START Data for processing

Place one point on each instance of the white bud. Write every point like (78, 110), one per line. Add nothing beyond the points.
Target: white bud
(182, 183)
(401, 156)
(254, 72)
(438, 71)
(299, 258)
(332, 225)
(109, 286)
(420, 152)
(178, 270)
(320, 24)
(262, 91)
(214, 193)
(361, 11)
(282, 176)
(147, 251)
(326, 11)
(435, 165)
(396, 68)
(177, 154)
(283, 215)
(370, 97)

END Data for processing

• **Aim of the exercise**
Repeat the material, keeping every word exactly as it is.

• **Result for this task**
Place one point on each instance of the white bud. Write every point like (78, 110), one per line. Add nothing beyond the points.
Target: white bud
(182, 183)
(401, 156)
(254, 72)
(438, 71)
(299, 258)
(332, 225)
(109, 286)
(420, 152)
(178, 270)
(320, 24)
(262, 91)
(214, 193)
(361, 11)
(282, 176)
(147, 251)
(326, 11)
(435, 165)
(396, 68)
(177, 154)
(283, 215)
(370, 97)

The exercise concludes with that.